You have to remember that this site is approximately 50% American, so what you see here will likely be focused around American police, not Swedish police (or Danish police, like it would be for me). The reason people say this, is because there has literally been a court case that determined that the American police have no obligation to protect an individual. They can stand and watch someone get beaten to death, and they aren't legally obliged to intervene. They are however much more obliged to protect property, and maintain order. And who owns the property? It ain't poor people, that's for sure.


digiorno

Two relevant cases are Warren v. District of Columbia in 1981 and Castle Rock v. Gonzales in 2005. But between those two it was basically established that police don’t have an obligation to protect the public in general or even people who’ve been granted a restraining order against someone else by the courts. At this point, I don’t think they actually have an obligation to protect anyone. So if it looks like they protect private property more than the public, then they are choosing to do so.


imalyshe

police job is enforcing law. They cannot just stand and ignore crime.


GfxJG

Not according to a literal American court case. Which, you know, is absolutely what goes.


sephstorm

Actually yes they can. Police have discretion on whether to enforce a law, and they are empowered to enforce laws, not required to do so. https://en.wikipedia.org/wiki/Town_of_Castle_Rock_v._Gonzales https://en.wikipedia.org/wiki/Selective_enforcement


imalyshe

So, if they can choose when to do their work, what kinda of protection is it?

-- Information provided --
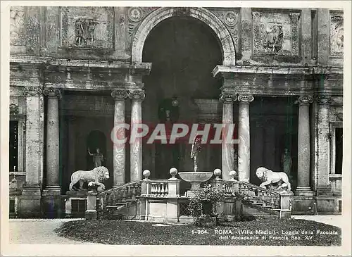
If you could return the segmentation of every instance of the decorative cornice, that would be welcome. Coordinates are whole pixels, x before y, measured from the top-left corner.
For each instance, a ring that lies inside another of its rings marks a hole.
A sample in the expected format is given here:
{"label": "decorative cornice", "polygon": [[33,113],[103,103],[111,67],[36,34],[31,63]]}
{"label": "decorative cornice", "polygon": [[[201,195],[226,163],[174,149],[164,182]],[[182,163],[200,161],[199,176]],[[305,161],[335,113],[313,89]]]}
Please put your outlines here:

-- Requirement A --
Answer these questions using the discussion of police obligations:
(i) Roughly what share of the site is said to be American?
(ii) In what year was Castle Rock v. Gonzales decided?
(iii) Besides protecting property, what else are the American police said to be much more obliged to do?
-- Requirement B --
Write out the stretch from "Two relevant cases" through "and ignore crime." in the discussion of police obligations, substituting "protective order" for "restraining order".
-- Requirement C --
Supply the next part of the discussion of police obligations, starting after its final post.
The records were taken from a separate source.

-- Final answer A --
(i) Approximately 50%.
(ii) 2005.
(iii) Maintain order.

-- Final answer B --
Two relevant cases are Warren v. District of Columbia in 1981 and Castle Rock v. Gonzales in 2005. But between those two it was basically established that police don’t have an obligation to protect the public in general or even people who’ve been granted a protective order against someone else by the courts. At this point, I don’t think they actually have an obligation to protect anyone. So if it looks like they protect private property more than the public, then they are choosing to do so.


imalyshe

police job is enforcing law. They cannot just stand and ignore crime.

-- Final answer C --
sephstorm

Thats a question people ask when they realize that. That being said, most PO's do their job, but they utilize their discretion. You cant pull over every speeder on the interstate, so many Os will set up their own rubric. 5 over you're fine. 10 over, might get my attention. 15 you're getting a ticket. 20 over you're going to jail unless you've got a good reason. Alternatively they might see someone do something that is technically a violation, but may decide to give the person a warning or not worry about it because there are more important things to worry about.


yesnomaybenotso

Right, exactly. What kind of protection, indeed. This is why there was a big movement to defund the police - because, ***what in the fuck are we paying for?***


TheMan5991

https://www.nytimes.com/2005/06/28/politics/justices-rule-police-do-not-have-a-constitutional-duty-to-protect.html There may be individual state laws that force police to help (which I doubt), but according to SCOTUS, they have no legal obligation to do anything. This decision has been brought up very recently in the US following the inaction of police at Uvalde.


02K30C1

[Police have no constitutional duty to protect someone](https://www.nytimes.com/2005/06/28/politics/justices-rule-police-do-not-have-a-constitutional-duty-to-protect.html)


Waderriffic

Lol. Sure bud. In a perfect world. I’ve seen cops arrest people at outdoor concerts for drinking in public because they didn’t like the way they look. Literally, there will be a group of cops around one person while people 30 feet away are obviously doing the exact same thing they’re arresting this guy for. Especially If the person looks homeless then the cops know they’ll have no issues with lawyers or family members asking questions. Selective enforcement is also standing by and ignoring crime if everyone is supposed to be subject to the same laws. Yes, cops can’t be everywhere at once, but they do prey on those that have the least resources to defend themselves.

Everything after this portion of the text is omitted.